(SET TASK):
Report every line of the items below that contains the string "wall", and treat uppercase and lowercase as different.

--*--

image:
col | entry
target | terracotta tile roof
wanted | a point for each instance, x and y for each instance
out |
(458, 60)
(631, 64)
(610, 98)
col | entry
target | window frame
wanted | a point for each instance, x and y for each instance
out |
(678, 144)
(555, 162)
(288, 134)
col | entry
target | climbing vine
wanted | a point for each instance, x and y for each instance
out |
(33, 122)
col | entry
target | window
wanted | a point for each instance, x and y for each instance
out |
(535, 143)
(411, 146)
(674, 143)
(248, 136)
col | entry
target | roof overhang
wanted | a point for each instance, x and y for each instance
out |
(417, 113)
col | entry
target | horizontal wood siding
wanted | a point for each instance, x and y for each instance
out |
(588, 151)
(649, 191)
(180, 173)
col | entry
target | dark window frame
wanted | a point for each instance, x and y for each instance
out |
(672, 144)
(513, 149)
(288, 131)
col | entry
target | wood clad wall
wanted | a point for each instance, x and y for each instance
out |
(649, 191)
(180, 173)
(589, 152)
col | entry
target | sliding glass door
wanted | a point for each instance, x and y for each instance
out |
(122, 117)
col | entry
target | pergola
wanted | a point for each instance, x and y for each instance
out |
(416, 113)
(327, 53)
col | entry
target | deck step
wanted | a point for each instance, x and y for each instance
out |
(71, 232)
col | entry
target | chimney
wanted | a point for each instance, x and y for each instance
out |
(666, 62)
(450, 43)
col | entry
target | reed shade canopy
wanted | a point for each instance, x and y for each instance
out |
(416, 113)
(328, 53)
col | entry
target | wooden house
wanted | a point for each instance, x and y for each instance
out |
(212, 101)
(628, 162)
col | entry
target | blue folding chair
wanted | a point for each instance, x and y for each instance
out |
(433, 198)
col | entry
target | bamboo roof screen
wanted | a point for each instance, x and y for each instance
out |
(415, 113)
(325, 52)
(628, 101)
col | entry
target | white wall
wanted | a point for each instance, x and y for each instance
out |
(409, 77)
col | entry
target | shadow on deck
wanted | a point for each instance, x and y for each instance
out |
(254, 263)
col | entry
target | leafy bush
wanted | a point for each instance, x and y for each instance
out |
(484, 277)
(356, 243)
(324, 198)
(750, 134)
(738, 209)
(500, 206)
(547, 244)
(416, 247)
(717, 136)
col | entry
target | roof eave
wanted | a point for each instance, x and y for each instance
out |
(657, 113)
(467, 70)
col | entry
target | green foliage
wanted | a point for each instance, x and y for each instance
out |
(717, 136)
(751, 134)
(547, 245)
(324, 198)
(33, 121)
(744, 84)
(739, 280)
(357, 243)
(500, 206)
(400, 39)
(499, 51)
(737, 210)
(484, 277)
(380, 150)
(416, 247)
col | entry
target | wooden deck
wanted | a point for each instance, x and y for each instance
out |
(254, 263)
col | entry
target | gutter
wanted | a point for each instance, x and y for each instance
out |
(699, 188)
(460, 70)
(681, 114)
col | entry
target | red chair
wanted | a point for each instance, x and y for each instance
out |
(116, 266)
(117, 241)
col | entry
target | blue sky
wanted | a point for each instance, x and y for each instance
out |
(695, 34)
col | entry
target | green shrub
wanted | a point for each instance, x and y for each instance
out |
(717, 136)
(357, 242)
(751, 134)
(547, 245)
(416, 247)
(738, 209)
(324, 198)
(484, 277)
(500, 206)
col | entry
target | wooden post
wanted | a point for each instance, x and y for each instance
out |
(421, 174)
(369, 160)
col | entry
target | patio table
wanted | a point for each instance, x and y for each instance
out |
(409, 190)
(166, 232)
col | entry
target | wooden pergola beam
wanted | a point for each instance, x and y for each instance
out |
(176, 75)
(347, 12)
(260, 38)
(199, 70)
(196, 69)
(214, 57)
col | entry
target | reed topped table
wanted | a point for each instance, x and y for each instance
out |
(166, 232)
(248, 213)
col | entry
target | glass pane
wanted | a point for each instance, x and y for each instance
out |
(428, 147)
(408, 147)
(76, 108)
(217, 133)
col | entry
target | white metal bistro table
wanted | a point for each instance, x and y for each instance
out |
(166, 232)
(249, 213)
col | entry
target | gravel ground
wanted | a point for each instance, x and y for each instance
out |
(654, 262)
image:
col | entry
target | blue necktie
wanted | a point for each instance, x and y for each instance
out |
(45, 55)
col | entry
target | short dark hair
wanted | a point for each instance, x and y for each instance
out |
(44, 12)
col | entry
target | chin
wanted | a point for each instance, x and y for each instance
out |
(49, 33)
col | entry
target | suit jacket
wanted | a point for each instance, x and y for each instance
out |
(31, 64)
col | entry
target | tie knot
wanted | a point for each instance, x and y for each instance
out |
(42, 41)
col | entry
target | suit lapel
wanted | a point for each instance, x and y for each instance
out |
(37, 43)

--*--

(REPLY TO THE TASK):
target | wood clad wall
target | white wall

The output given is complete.